_WORK ORDER_.
Pick each line containing the word "lunge" out of the data below.

_PROVIDED RECORDS_.
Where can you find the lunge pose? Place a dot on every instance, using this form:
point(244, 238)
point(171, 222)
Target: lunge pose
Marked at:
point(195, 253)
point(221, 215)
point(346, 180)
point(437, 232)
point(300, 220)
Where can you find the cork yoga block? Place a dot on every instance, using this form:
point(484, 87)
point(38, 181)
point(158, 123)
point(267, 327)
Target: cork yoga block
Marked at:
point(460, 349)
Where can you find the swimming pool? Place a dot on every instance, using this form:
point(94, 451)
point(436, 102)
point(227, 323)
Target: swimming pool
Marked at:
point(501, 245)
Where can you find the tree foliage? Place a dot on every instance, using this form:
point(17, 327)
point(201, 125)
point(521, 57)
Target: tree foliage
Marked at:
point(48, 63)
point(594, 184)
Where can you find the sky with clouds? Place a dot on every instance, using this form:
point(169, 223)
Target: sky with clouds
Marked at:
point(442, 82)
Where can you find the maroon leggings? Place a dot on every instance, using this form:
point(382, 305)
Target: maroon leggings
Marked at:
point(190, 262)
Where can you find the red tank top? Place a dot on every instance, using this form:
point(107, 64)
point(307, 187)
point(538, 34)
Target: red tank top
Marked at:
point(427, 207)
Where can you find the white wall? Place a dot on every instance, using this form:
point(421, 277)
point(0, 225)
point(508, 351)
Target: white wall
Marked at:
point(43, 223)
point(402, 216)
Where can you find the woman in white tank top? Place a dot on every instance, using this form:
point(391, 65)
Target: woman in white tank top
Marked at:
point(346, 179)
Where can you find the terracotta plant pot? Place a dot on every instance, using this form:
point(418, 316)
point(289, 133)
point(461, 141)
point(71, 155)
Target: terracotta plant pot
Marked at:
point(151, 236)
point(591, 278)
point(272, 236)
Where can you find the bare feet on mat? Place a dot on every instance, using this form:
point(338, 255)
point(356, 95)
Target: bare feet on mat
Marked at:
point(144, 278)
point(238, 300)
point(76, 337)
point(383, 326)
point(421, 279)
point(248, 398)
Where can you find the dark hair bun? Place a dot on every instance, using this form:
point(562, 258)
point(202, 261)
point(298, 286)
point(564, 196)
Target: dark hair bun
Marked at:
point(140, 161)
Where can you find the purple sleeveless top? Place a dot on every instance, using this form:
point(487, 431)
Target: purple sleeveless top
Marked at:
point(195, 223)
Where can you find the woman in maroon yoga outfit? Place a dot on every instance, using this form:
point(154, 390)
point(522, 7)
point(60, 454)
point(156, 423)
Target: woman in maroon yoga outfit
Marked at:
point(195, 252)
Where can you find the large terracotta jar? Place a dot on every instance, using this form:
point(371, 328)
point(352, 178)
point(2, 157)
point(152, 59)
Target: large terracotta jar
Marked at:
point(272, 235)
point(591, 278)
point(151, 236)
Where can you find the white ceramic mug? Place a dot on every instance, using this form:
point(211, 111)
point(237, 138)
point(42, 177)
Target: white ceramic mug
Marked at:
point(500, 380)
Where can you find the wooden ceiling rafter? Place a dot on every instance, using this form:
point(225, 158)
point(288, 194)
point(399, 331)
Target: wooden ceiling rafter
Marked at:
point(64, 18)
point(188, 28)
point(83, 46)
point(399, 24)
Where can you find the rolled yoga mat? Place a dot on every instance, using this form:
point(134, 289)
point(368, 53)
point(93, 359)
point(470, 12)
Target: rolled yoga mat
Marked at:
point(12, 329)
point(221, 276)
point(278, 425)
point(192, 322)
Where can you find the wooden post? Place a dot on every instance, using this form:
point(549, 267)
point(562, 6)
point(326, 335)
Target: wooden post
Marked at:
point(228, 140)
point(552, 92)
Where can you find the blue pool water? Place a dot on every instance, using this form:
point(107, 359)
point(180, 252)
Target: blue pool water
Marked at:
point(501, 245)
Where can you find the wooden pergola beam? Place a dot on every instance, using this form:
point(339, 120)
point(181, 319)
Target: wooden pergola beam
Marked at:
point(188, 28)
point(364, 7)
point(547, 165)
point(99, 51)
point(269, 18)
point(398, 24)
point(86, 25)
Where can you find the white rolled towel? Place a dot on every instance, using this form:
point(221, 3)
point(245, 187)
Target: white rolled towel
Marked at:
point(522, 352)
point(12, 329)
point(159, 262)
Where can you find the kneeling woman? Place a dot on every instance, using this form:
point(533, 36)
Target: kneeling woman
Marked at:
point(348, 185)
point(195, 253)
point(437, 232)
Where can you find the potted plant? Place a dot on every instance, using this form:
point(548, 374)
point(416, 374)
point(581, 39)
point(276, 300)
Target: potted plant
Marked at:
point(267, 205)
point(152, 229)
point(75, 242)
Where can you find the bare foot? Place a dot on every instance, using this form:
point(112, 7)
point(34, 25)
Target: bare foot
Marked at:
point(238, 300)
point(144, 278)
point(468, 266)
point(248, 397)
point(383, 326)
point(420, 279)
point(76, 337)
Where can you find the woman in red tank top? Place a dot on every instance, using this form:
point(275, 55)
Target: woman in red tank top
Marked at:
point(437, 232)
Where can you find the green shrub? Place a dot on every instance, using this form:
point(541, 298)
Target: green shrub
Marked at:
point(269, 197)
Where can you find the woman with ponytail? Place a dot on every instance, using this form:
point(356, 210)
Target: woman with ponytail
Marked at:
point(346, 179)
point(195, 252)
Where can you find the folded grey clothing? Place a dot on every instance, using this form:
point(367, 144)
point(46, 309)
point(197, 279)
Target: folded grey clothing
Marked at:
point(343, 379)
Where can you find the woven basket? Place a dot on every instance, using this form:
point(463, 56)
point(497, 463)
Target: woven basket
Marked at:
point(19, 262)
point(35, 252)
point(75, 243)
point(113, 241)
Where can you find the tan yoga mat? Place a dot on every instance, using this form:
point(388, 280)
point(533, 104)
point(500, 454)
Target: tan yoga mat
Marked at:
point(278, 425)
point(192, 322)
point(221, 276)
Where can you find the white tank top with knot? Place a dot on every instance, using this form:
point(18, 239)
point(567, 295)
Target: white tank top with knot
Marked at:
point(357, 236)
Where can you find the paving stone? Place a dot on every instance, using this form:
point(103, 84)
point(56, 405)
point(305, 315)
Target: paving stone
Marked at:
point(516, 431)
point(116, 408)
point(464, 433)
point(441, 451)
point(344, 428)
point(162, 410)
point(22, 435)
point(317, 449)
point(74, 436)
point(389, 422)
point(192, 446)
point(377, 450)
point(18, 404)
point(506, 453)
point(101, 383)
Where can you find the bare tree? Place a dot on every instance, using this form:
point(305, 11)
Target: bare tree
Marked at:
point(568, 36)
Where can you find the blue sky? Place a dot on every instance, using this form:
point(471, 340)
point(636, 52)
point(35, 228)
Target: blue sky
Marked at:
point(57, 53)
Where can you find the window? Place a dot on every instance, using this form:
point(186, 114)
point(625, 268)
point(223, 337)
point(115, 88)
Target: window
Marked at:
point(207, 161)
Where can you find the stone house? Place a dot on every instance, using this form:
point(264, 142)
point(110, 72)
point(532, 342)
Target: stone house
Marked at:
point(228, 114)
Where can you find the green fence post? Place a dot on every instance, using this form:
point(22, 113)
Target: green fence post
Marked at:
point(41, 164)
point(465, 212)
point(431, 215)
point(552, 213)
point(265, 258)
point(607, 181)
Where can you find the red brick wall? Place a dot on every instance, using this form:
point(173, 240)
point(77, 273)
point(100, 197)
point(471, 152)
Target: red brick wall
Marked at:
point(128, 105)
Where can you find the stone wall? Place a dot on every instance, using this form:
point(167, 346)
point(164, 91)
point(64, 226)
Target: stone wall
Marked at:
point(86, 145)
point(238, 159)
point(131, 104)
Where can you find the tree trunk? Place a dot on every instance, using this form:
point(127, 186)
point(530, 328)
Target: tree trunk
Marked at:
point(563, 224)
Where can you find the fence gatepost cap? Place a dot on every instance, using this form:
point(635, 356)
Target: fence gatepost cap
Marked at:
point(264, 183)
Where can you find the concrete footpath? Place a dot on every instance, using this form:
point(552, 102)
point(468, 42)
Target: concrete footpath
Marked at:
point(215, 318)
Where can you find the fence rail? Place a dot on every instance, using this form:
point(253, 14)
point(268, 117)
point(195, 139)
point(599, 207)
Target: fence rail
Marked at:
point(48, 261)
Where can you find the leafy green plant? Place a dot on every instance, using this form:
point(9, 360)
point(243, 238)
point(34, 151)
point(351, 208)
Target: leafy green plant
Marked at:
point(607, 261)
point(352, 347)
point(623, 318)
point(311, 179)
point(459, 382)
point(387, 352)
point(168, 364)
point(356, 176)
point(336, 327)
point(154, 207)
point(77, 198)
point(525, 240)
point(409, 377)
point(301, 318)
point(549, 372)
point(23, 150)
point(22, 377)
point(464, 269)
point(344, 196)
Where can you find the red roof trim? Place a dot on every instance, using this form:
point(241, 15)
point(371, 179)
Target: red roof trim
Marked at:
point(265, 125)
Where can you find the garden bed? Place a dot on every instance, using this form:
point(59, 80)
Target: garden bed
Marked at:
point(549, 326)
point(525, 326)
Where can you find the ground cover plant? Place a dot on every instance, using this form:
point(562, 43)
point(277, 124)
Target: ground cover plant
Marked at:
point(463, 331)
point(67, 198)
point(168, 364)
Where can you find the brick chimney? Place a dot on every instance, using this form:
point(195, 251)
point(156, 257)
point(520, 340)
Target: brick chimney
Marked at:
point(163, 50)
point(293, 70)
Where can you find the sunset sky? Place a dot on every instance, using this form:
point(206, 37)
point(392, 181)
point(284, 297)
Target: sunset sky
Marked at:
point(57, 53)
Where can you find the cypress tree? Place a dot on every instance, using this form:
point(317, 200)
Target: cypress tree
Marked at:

...

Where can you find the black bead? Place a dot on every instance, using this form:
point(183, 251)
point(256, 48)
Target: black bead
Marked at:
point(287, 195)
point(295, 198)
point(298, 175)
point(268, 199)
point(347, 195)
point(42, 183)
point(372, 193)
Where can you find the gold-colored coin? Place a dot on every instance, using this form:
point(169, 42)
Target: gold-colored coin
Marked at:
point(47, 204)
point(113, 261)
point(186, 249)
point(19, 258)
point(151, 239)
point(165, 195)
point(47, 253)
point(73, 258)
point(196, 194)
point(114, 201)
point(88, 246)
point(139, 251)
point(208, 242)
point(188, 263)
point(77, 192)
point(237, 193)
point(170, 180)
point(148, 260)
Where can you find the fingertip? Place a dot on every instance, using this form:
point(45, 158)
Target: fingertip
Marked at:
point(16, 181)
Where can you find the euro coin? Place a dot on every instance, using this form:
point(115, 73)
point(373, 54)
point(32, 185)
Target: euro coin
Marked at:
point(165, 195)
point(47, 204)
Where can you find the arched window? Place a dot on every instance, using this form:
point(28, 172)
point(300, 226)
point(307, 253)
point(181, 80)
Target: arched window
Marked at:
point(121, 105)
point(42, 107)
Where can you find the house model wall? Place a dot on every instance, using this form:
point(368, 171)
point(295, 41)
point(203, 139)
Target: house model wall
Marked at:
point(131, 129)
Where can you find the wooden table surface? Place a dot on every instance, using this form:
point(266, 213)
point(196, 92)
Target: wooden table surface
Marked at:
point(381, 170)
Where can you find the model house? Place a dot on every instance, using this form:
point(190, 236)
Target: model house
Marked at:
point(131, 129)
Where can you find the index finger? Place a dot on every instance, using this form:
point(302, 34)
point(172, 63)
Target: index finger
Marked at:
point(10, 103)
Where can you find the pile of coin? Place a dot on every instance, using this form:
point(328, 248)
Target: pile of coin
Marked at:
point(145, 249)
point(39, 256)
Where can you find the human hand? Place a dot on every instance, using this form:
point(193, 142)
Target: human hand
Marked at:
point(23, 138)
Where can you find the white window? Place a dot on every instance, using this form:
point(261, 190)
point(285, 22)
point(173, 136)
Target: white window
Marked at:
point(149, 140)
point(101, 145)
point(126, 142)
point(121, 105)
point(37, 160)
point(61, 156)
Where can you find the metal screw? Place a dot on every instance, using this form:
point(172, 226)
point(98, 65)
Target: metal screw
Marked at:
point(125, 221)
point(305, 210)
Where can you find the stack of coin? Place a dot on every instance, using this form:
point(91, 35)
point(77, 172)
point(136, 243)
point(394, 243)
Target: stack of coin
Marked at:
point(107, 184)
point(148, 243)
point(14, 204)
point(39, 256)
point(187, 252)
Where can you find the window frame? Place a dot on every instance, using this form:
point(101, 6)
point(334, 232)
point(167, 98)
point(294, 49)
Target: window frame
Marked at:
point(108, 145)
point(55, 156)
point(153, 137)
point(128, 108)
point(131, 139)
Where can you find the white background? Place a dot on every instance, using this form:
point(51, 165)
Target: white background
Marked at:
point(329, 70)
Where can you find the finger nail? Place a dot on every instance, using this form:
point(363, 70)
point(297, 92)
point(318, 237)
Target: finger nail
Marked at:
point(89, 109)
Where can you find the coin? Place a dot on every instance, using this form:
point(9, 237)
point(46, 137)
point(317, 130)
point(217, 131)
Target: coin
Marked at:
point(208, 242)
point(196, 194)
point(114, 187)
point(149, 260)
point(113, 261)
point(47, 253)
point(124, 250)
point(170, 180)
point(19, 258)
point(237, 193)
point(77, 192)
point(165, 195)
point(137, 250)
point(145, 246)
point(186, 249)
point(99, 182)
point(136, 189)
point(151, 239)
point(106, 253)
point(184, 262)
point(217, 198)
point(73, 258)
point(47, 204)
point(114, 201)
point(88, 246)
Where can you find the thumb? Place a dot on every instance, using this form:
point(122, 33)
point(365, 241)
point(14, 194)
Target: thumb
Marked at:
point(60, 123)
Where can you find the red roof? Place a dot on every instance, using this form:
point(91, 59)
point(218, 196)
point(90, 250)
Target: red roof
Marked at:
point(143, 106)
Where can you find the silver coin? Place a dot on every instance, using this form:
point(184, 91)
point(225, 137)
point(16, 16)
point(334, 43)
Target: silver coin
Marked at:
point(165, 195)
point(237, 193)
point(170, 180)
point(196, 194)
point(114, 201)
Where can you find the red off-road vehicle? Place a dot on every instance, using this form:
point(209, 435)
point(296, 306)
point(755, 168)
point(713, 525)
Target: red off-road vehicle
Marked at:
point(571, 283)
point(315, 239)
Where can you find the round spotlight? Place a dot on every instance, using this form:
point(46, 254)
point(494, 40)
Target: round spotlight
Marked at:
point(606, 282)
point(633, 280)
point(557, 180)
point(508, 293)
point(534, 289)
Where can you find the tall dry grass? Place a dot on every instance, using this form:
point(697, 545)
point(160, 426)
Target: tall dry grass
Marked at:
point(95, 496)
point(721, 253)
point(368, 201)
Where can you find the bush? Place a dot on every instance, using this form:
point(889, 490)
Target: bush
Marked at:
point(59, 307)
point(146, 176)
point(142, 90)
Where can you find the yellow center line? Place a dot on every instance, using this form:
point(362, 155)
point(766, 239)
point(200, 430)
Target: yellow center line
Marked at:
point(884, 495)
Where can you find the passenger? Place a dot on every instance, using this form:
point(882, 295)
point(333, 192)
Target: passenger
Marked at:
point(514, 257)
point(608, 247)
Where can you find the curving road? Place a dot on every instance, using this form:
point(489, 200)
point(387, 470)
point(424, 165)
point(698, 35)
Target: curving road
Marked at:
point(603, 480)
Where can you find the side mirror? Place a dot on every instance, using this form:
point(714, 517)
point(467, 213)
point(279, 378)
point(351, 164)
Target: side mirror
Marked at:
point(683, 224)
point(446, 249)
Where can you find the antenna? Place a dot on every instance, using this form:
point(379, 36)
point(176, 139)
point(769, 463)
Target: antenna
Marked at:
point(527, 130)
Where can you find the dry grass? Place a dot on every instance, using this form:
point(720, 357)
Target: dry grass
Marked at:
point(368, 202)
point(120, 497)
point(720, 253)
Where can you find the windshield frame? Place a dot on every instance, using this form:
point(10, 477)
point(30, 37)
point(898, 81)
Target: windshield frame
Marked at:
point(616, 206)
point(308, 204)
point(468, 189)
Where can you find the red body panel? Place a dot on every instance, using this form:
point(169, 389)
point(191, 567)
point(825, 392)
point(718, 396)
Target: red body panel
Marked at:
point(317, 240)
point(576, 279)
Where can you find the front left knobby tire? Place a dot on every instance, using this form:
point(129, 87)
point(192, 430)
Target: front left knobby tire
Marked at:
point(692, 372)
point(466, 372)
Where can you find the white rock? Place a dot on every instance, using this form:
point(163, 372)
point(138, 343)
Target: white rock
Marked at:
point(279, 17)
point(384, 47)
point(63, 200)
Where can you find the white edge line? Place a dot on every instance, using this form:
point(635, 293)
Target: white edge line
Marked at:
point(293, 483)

==

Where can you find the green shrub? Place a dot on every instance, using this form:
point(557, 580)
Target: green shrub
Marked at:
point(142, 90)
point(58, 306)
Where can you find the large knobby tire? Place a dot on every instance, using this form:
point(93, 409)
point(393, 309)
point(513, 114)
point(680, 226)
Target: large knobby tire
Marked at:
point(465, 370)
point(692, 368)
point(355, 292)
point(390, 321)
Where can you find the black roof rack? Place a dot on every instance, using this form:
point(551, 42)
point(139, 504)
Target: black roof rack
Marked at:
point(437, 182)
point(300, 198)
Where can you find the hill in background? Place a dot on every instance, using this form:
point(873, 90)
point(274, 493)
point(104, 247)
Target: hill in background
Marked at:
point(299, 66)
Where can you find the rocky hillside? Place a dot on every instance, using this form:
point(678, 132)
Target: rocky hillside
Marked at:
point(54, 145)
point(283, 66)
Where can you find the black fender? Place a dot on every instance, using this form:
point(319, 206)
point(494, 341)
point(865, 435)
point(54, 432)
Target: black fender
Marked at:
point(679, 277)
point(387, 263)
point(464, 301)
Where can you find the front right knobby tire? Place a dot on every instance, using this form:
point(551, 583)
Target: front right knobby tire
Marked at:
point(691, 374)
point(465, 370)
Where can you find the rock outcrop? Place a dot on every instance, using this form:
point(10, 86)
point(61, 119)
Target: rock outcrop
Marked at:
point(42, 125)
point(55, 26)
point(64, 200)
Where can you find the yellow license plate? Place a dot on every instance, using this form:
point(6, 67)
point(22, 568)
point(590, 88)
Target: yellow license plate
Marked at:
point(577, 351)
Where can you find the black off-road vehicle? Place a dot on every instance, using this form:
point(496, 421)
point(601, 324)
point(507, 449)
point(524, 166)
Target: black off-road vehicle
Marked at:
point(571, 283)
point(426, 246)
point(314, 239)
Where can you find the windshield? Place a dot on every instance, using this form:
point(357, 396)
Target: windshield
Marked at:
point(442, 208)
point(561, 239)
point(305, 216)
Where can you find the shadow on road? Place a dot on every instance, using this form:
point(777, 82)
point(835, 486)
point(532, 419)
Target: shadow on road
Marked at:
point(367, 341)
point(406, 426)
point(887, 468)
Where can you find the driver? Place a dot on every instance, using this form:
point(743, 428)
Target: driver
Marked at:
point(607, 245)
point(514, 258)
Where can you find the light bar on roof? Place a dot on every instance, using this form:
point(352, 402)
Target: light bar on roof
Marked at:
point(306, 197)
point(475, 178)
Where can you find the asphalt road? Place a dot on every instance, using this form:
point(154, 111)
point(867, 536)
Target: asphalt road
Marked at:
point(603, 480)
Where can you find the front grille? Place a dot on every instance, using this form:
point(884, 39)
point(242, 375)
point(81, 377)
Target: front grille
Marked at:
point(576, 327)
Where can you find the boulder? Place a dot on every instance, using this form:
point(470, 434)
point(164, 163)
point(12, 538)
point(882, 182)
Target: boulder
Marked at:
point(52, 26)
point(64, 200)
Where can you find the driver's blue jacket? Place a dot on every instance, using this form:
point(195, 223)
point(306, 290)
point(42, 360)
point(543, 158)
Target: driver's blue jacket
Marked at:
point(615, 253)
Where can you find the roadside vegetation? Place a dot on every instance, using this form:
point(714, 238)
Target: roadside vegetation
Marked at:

_SOLUTION FOR THIS PROBLEM_.
Where can you find the lunge pose? Place a dot on every instance, using this form:
Target: lunge pose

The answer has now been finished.